* TRECHO DO TEXTO *
'''

“Haverá novo
presidente, mas de que República?
Por Rolf Kuntz
O naufrágio do
Titanic, dizem os otimistas, seria hoje evitável com um bom radar. Para aceitar
essa afirmação é necessário pressupor um comandante, um piloto e vários
especialistas ocupados, de forma organizada e eficiente, com suas funções. Como
esse pressuposto nem sempre é realista, a insegurança envolve mais que a possível
presença de um iceberg à frente e, nos piores casos, de nevoeiro. É esse o caso
do Brasil, neste momento. Fala-se muito do cenário enevoado e da incerteza
quanto à orientação do próximo presidente. O jogo eleitoral continua
indefinido, as propostas são obscuras e as poucas indicações conhecidas são, em
boa parte, assustadoras. Incerteza política é uma referência quase inevitável
quando se discute como ficarão a partir de 2019 as finanças públicas, a pauta
de reformas, a inflação, as políticas de câmbio e de juros e as condições de
crescimento econômico. Também as perspectivas de prazo mais curto são obscuras.
A agenda de reformas está empacada e o Congresso pouco deverá produzir neste
semestre, mas nem a execução orçamentária deste ano é previsível. Quem pode
hoje apostar, por exemplo, em qualquer receita derivada de concessões e
privatizações? Mas o detalhe mais perigosamente obscuro é outro. Antes do fim
do ano os brasileiros elegerão um novo presidente da República - mas de que
República? Quais são de fato e como operam as suas instituições e como se
exercem os poderes do Estado?
A tão citada
insegurança jurídica, apontada como um dos entraves ao investimento produtivo,
à eficiência e ao crescimento econômico do Brasil, está vinculada a essa
questão. Já não se trata só da incerteza quanto à aplicação das normas ou da
mudança frequente de regras. O quadro piorou e hoje é difícil saber quem decide
sobre isto ou aquilo.

'''

Dados de origem

'''

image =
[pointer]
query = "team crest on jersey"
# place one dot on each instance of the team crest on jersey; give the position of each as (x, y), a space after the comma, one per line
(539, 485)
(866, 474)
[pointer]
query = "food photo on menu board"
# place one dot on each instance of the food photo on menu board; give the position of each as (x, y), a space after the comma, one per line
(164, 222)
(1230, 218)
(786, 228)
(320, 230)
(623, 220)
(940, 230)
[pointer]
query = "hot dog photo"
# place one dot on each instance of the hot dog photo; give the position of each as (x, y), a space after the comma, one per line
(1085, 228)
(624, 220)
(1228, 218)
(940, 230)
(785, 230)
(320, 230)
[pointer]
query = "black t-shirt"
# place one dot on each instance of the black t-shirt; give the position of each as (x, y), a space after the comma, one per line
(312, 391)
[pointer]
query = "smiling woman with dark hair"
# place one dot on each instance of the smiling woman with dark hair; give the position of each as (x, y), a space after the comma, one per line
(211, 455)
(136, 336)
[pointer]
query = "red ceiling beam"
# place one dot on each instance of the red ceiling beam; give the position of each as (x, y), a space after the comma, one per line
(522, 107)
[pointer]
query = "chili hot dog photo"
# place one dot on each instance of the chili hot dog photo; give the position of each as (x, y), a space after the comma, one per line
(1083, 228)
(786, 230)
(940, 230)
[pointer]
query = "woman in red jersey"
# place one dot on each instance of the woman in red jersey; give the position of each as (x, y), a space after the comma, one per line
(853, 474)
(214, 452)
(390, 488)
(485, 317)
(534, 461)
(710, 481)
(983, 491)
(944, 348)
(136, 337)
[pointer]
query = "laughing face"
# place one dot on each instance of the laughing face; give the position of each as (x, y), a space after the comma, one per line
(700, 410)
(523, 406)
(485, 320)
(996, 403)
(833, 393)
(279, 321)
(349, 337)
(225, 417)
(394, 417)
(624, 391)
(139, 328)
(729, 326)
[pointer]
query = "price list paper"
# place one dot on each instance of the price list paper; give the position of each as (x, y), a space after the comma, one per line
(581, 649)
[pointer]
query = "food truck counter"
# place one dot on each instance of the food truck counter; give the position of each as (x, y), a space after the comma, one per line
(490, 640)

'''

* TAREFA 1 *
Traduza para o inglês a seguinte frase do texto sobre a eleição presidencial: "Também as perspectivas de prazo mais curto são obscuras."
* TAREFA 2 *
Quantas linhas dos registros contêm a palavra "board"? Considere maiúsculas e minúsculas como diferentes e responda apenas com o número.

* RESULTADO 1 *
The shorter-term prospects are also obscure.

* RESULTADO 2 *
2